What you are asked to do: In the division lesson, how much money does the sixth-grade science club need for tickets to the science museum?

Source:
___

Lesson 2

Meanings of Division

Let’s explore ways to think about division.

Problem 1

Twenty pounds of strawberries are being shared equally by a group of friends. The equation \(20 \div 5=4\) represents the division of strawberries.

  1. If the 5 represents the number of people, what does the 4 represent?
  2. If the 5 represents the pounds of strawberries per person, what does the 4 represent?

Problem 2

A sixth-grade science club needs $180 to pay for the tickets to a science museum. All tickets cost the same amount.

What could \(180 \div 15\) mean in this situation? Describe two different possible meanings of this expression. Then, find the quotient and explain what it means in each case.

Problem 3

Write a multiplication equation that corresponds to each division equation.

  1. \( 10 \div 5 = {?} \)
  2. \( 4.5 \div 3 = {?} \)
  3. \( \frac12 \div 4 = {?} \)

Problem 4

Write a division or multiplication equation that represents each situation. Use a “?” for the unknown quantity.

  1. 2.5 gallons of water are poured into 5 equally sized bottles. How much water is in each bottle?
  2. A large bucket of 200 golf balls is divided into 4 smaller buckets. How many golf balls are in each small bucket?
  3. Sixteen socks are put into pairs. How many pairs are there?

Problem 5

Find a value for \(a\) that makes each statement true.

  1. \(a\div6\) is greater than 1
  2. \(a\div6\) is equal to 1
  3. \(a\div6\) is less than 1
  4. \(a\div6\) is equal to a whole number
(From Unit 4, Lesson 1.)

Problem 6

Complete the table. Write each percentage as a percent of 1.

fraction decimal percentage
\(\frac14\) 0.25 25% of 1
0.1
75% of 1
\(\frac15\)
1.5
140% of 1
(From Unit 3, Lesson 14.)

Problem 7

Jada walks at a speed of 3 miles per hour. Elena walks at a speed of 2.8 miles per hour. If they both begin walking along a walking trail at the same time, how much farther will Jada walk after 3 hours? Explain your reasoning.

(From Unit 3, Lesson 8.)

___

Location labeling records
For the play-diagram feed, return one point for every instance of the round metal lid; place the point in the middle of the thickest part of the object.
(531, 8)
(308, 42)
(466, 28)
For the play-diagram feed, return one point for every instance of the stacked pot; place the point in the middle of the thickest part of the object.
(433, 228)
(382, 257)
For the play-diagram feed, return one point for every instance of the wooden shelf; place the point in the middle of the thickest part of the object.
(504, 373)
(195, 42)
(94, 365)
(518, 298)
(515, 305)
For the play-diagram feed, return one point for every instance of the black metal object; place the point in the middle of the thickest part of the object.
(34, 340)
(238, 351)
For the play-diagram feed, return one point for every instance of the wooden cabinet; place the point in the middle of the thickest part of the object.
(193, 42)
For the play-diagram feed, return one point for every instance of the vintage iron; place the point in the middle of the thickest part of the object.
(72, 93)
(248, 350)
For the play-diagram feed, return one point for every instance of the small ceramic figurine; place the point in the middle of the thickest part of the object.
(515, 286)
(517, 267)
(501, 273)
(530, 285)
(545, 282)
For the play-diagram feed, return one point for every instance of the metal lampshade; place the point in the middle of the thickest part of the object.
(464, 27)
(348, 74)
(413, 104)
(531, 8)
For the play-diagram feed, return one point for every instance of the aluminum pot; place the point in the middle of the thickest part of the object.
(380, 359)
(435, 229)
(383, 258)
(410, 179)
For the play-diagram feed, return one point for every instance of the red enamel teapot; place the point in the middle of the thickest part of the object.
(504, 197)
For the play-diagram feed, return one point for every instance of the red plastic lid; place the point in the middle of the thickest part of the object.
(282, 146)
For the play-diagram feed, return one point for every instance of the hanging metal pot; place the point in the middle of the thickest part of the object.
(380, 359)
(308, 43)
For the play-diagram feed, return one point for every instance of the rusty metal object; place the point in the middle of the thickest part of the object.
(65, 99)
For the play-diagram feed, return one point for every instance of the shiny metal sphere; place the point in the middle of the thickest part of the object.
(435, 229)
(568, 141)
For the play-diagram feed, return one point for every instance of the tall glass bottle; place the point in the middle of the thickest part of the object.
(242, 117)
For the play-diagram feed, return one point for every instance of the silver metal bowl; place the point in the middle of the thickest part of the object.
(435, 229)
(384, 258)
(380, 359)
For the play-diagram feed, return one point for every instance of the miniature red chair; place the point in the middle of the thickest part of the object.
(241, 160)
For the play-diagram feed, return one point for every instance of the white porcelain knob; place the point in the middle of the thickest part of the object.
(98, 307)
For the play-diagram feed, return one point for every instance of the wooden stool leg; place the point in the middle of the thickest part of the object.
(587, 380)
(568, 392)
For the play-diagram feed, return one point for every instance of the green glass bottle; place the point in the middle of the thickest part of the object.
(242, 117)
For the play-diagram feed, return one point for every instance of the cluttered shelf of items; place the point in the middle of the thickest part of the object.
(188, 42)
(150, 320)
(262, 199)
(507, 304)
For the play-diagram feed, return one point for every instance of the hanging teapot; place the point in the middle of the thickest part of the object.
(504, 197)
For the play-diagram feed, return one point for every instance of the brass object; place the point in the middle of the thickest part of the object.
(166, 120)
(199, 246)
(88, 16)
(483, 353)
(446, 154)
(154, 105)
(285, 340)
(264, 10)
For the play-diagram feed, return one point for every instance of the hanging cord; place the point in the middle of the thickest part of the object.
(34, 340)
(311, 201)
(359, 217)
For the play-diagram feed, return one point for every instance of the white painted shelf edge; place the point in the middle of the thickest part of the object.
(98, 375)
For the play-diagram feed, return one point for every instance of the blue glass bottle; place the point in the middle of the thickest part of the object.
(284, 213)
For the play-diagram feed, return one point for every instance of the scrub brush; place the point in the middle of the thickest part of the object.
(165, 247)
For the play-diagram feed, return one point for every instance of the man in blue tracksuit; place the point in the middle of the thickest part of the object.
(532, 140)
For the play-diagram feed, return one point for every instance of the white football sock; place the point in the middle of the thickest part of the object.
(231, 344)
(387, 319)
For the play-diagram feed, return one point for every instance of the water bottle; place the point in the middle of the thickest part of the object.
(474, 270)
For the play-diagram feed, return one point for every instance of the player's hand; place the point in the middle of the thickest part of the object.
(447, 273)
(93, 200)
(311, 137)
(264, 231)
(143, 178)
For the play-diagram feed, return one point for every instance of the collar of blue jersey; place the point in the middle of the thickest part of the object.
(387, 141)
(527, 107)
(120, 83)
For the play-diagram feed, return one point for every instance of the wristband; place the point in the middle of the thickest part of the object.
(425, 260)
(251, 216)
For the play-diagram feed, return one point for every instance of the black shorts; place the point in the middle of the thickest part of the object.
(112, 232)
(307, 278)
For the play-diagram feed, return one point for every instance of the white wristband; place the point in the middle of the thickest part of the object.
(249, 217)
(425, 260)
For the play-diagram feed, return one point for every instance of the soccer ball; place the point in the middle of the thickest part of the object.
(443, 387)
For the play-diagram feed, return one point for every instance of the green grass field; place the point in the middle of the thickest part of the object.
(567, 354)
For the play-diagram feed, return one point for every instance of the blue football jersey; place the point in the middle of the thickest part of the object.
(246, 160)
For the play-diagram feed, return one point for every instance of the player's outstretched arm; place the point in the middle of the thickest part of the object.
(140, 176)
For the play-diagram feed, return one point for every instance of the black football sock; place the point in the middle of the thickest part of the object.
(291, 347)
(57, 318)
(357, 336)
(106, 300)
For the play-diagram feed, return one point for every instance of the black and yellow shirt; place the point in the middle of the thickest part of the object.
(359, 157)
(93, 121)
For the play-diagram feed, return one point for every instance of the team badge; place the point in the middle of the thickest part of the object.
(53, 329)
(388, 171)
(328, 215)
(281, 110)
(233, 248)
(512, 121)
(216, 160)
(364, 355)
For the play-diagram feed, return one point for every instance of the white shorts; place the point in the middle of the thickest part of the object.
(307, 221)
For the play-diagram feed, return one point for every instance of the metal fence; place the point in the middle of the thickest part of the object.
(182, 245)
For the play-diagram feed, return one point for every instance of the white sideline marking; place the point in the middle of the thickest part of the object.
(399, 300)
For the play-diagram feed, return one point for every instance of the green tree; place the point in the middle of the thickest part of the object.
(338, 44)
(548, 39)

___

Solution for this exercise: $180